Transcribe the full listing, keeping every word as it stands.
════════════════════
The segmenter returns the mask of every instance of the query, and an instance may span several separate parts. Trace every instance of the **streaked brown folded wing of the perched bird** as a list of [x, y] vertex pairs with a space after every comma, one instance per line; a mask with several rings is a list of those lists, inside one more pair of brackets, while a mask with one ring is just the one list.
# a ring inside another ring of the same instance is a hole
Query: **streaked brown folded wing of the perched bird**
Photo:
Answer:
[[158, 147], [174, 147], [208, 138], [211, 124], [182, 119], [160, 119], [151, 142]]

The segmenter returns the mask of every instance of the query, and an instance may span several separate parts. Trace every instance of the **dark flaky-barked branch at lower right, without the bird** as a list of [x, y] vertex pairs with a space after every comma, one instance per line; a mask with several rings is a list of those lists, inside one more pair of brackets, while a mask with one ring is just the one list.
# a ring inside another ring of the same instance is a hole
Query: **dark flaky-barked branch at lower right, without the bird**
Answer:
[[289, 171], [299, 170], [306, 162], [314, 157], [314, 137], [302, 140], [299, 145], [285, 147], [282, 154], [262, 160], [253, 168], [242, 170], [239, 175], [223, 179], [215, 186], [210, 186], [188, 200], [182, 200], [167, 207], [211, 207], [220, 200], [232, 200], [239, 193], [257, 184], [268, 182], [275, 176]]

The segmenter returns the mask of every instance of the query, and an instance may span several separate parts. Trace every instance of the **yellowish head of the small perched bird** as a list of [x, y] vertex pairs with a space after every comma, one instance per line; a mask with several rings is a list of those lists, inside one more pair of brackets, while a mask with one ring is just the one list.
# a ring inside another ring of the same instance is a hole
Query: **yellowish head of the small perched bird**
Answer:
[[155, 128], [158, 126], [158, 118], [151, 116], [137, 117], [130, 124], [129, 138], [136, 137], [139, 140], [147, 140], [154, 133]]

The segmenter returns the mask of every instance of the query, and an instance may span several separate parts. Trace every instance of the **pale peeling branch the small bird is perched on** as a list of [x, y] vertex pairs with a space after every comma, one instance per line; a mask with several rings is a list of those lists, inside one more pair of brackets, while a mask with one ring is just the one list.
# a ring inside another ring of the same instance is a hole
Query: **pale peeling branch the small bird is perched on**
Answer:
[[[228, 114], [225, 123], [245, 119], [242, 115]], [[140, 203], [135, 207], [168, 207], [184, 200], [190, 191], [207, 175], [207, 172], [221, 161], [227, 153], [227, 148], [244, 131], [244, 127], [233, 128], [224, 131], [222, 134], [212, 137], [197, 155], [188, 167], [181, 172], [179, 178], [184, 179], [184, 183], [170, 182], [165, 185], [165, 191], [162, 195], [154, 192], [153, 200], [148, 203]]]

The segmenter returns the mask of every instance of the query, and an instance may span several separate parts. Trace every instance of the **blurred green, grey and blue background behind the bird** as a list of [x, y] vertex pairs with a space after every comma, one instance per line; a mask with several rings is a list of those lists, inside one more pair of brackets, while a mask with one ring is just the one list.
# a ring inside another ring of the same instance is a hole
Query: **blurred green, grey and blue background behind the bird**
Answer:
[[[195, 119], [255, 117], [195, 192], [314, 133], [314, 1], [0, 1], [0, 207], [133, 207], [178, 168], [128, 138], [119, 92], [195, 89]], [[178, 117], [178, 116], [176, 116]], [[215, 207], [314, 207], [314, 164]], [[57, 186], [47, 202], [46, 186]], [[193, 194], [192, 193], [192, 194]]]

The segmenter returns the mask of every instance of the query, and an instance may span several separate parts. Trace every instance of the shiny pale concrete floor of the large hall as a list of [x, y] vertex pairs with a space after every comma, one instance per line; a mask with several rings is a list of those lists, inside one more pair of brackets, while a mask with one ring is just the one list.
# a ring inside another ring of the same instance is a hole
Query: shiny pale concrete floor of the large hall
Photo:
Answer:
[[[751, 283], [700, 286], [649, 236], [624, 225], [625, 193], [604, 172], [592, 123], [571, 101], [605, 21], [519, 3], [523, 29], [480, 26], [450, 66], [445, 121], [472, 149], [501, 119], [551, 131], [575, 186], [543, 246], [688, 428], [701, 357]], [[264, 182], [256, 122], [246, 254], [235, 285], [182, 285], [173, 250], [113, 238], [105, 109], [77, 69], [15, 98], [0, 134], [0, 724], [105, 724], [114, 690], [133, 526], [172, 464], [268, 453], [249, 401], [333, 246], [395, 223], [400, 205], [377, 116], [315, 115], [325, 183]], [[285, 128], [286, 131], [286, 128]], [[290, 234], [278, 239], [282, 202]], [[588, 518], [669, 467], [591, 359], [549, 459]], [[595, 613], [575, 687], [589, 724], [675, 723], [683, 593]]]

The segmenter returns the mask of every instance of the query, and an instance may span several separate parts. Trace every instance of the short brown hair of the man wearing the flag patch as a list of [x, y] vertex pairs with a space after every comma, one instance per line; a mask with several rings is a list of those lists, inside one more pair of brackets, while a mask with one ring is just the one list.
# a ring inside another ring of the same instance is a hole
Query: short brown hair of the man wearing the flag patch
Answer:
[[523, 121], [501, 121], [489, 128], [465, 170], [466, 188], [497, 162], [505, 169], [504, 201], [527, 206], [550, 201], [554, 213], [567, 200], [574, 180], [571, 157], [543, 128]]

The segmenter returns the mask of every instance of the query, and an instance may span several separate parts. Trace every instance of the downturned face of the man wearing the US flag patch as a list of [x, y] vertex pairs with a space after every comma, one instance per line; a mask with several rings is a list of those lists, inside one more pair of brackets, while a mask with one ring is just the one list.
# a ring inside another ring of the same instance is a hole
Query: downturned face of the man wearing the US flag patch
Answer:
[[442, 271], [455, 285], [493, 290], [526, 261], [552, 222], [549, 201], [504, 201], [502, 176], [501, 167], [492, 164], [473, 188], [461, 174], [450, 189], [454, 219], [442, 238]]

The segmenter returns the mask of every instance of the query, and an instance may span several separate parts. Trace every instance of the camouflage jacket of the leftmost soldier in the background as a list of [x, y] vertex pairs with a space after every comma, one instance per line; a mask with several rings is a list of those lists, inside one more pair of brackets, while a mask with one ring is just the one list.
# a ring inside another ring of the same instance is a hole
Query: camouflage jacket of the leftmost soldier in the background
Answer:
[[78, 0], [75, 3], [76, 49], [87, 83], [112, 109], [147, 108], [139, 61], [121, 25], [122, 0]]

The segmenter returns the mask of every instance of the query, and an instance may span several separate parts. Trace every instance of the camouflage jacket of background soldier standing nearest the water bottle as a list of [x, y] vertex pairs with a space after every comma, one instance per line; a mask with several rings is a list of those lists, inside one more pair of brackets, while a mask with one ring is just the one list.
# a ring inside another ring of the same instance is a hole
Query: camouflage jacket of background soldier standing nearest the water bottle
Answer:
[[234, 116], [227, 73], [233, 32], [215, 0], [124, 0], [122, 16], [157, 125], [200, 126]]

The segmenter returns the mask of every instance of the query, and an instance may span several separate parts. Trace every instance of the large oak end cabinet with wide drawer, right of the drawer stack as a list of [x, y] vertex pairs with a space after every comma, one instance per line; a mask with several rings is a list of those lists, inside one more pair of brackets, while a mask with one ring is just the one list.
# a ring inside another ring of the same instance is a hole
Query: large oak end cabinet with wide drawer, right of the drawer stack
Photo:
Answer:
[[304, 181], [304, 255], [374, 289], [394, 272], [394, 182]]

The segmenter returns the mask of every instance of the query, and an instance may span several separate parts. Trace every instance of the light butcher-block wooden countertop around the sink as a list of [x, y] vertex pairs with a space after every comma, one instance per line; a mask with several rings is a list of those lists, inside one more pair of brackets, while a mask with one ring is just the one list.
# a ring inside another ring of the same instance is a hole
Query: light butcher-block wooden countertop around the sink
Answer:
════════════════════
Task solution:
The segmenter returns the mask of every instance of the query, and an instance may span several separate parts. Trace every instance of the **streaked brown folded wing of the perched bird** as a list of [x, y] vertex pairs with a space after every comma, one instance per line; a mask with several rings is a list of those lists, inside one more pair of brackets, while a mask with one ring is just the one list.
# a ring inside another ring of the same instance is a hole
Query: **streaked brown folded wing of the perched bird**
Photo:
Answer:
[[158, 147], [174, 147], [208, 138], [211, 124], [182, 119], [160, 119], [151, 142]]

The segmenter returns the mask of every instance of the query, and an instance may span several separate parts. Trace every instance of the **dark flaky-barked branch at lower right, without the bird** as a list of [x, y] vertex pairs with a space after every comma, one instance per line; a mask with several rings is a list of those lists, inside one more pair of brackets, while a mask with one ring is just the one list.
# a ring inside another ring of the same instance is a hole
Query: **dark flaky-barked branch at lower right, without the bird**
Answer:
[[289, 171], [299, 170], [306, 162], [314, 157], [314, 137], [302, 140], [299, 145], [285, 147], [282, 154], [262, 160], [253, 168], [242, 170], [239, 175], [223, 179], [215, 186], [210, 186], [188, 200], [182, 200], [167, 207], [211, 207], [220, 200], [232, 200], [239, 193], [257, 184], [268, 182], [275, 176]]

The segmenter returns the mask of every instance of the query, and an instance may span several separate parts. Trace every instance of the **yellowish head of the small perched bird** as a list of [x, y] vertex pairs with a space after every comma, one instance per line; a mask with several rings is a list of those lists, inside one more pair of brackets, while a mask with one ring is just the one list.
# a ring inside another ring of the same instance is a hole
Query: **yellowish head of the small perched bird**
Answer:
[[155, 128], [158, 126], [158, 118], [151, 116], [137, 117], [130, 124], [129, 138], [136, 137], [139, 140], [147, 140], [154, 133]]

The segmenter returns the mask of every instance of the query, and an instance may span several separate parts. Trace every instance of the **pale peeling branch the small bird is perched on** as a list of [x, y] vertex pairs with a space after every comma, one instance per line; a mask with several rings is a list of those lists, inside one more pair of brackets, while a mask with one ring is just the one list.
# a ring inside another ring of the same instance is a hole
Query: **pale peeling branch the small bird is perched on**
Answer:
[[[228, 114], [225, 123], [245, 119], [242, 115]], [[140, 203], [135, 207], [168, 207], [184, 200], [190, 191], [207, 175], [207, 172], [221, 161], [227, 153], [227, 148], [244, 131], [244, 127], [233, 128], [224, 131], [222, 134], [212, 137], [197, 155], [188, 167], [181, 172], [179, 178], [184, 179], [184, 183], [170, 182], [165, 185], [165, 191], [162, 195], [154, 192], [153, 200], [148, 203]]]

The segmenter returns the mask of every instance of the query, and an instance may span several separate parts. Trace every instance of the **blurred green, grey and blue background behind the bird** as a list of [x, y] vertex pairs with a space after every comma, one instance per line; a mask with several rings is a list of those lists, inside one more pair of brackets, while a mask with one ring is just the one list.
# a ring inside another ring of the same instance is a hole
Query: **blurred green, grey and blue background behind the bird**
Answer:
[[[195, 119], [255, 117], [195, 192], [314, 133], [314, 1], [0, 1], [0, 207], [133, 207], [178, 168], [128, 138], [119, 92], [195, 89]], [[178, 117], [178, 116], [176, 116]], [[215, 207], [314, 207], [314, 164]], [[57, 186], [47, 202], [46, 186]], [[193, 194], [192, 193], [192, 194]]]

The segmenter returns the mask of every instance of the query, and an instance may span several separate parts. Trace every instance of the shiny pale concrete floor of the large hall as a list of [x, y] vertex pairs with a space after every comma, one instance per line; a mask with several rings is a list of those lists, inside one more pair of brackets, while a mask with one ring is just the one list.
# a ring inside another ring of the same instance is a hole
Query: shiny pale concrete floor of the large hall
Photo:
Answer:
[[[751, 283], [700, 286], [649, 236], [624, 225], [625, 193], [604, 172], [592, 123], [571, 101], [605, 21], [519, 3], [523, 29], [480, 26], [450, 66], [445, 121], [472, 149], [501, 119], [551, 131], [575, 186], [543, 246], [688, 428], [701, 357]], [[264, 182], [256, 122], [246, 254], [235, 285], [182, 285], [173, 250], [113, 238], [105, 109], [77, 69], [15, 98], [0, 134], [0, 724], [105, 724], [114, 690], [133, 526], [172, 464], [268, 453], [249, 401], [333, 246], [395, 223], [400, 205], [377, 116], [315, 115], [325, 183]], [[285, 128], [286, 131], [286, 128]], [[290, 234], [278, 239], [282, 202]], [[588, 518], [669, 467], [591, 359], [549, 459]], [[595, 613], [575, 687], [589, 724], [675, 723], [683, 593]]]

The segmenter returns the mask of every instance of the query, and an instance may span several separate parts. Trace every instance of the short brown hair of the man wearing the flag patch as a list of [x, y] vertex pairs with a space after every comma, one instance per line; a mask with several rings is a list of those lists, inside one more pair of brackets, while a mask with one ring is just the one list.
# a ring inside another ring of the same instance is a hole
Query: short brown hair of the man wearing the flag patch
Answer:
[[523, 121], [501, 121], [489, 128], [465, 170], [466, 188], [497, 162], [505, 169], [504, 201], [527, 206], [550, 201], [554, 213], [567, 200], [574, 180], [571, 157], [543, 128]]

The segmenter returns the mask of every instance of the query, and an instance may span several separate parts. Trace every instance of the downturned face of the man wearing the US flag patch as a list of [x, y] vertex pairs with a space after every comma, one instance per line; a mask with several rings is a list of those lists, inside one more pair of brackets, while a mask with one ring is just the one list.
# a ring inside another ring of the same instance is a hole
Query: downturned face of the man wearing the US flag patch
Answer:
[[442, 271], [455, 285], [493, 290], [526, 261], [552, 222], [549, 201], [504, 201], [502, 176], [501, 167], [492, 164], [473, 188], [461, 174], [450, 189], [454, 219], [442, 238]]

The segmenter returns the mask of every instance of the query, and an instance may span several separate parts. Trace every instance of the camouflage jacket of the leftmost soldier in the background as a list of [x, y] vertex pairs with a space after every comma, one instance per line; a mask with several rings is a list of those lists, inside one more pair of brackets, while a mask with one ring is just the one list.
# a ring inside another ring of the same instance is a hole
Query: camouflage jacket of the leftmost soldier in the background
Answer:
[[78, 0], [75, 3], [76, 49], [87, 83], [112, 109], [147, 108], [139, 61], [121, 25], [122, 0]]

The segmenter returns the mask of every instance of the query, and an instance may span several separate parts. Trace every instance of the camouflage jacket of background soldier standing nearest the water bottle as a list of [x, y] vertex pairs with a space after every comma, one instance per line; a mask with several rings is a list of those lists, inside one more pair of brackets, while a mask with one ring is just the one list.
# a ring inside another ring of the same instance is a hole
Query: camouflage jacket of background soldier standing nearest the water bottle
Answer:
[[234, 116], [227, 73], [233, 32], [215, 0], [124, 0], [122, 16], [157, 125], [200, 126]]

The segmenter returns the mask of every instance of the query, and an instance may span several separate parts. Trace every instance of the large oak end cabinet with wide drawer, right of the drawer stack as a list of [x, y] vertex pairs with a space after every comma, one instance per line; a mask with several rings is a list of those lists, inside one more pair of brackets, while a mask with one ring is just the one list.
# a ring inside another ring of the same instance is a hole
Query: large oak end cabinet with wide drawer, right of the drawer stack
Photo:
Answer:
[[304, 181], [304, 255], [374, 289], [394, 272], [394, 182]]

The segmenter returns the mask of every instance of the query, and an instance may span several separate parts. Trace every instance of the light butcher-block wooden countertop around the sink as a list of [x, y] vertex pairs with a space after every comma, one instance per line; a mask with several rings is a list of those lists, inside one more pair of brackets, while a mask with one ring is just the one list.
# a ring inside another ring of the same instance is a hole
Query: light butcher-block wooden countertop around the sink
Answer:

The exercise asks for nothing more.